Supplied records:

◇ ◇ ◇ ◇ ◇ ◇ ◇

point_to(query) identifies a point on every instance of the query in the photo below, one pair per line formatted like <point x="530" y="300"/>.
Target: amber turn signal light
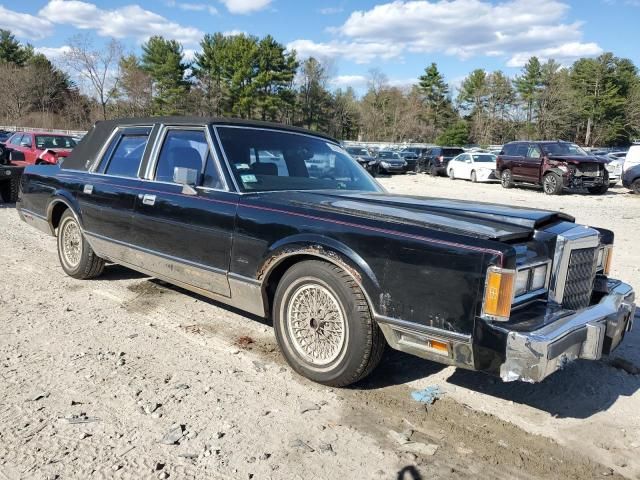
<point x="607" y="260"/>
<point x="498" y="294"/>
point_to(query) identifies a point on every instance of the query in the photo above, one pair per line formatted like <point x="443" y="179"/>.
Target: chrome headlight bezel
<point x="532" y="280"/>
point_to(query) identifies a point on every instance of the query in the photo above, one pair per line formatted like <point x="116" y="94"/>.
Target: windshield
<point x="358" y="151"/>
<point x="266" y="160"/>
<point x="484" y="157"/>
<point x="54" y="141"/>
<point x="564" y="149"/>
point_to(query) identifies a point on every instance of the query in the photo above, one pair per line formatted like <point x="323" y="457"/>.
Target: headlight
<point x="522" y="282"/>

◇ ◇ ◇ ◇ ◇ ◇ ◇

About this exercise:
Without changing a word, restate the listing above; the pictures stay out.

Exercise output:
point_to(query) identifies a point on every instance of the query in the photo below, one pair per line formatted like <point x="530" y="300"/>.
Target: amber turn signal light
<point x="607" y="260"/>
<point x="498" y="294"/>
point_to(query) identifies a point on every instance of the query in the photo above, one pair per line formatted like <point x="443" y="179"/>.
Target: chrome headlight bezel
<point x="532" y="280"/>
point_to(query) identifies a point on every instance of the query in the photo above, one pair per line formatted like <point x="116" y="94"/>.
Target: windshield
<point x="358" y="151"/>
<point x="266" y="160"/>
<point x="484" y="157"/>
<point x="54" y="141"/>
<point x="564" y="149"/>
point_to(query) identifies a point on every instance of the query in the photo above, one pair per line formatted like <point x="323" y="457"/>.
Target: headlight
<point x="522" y="282"/>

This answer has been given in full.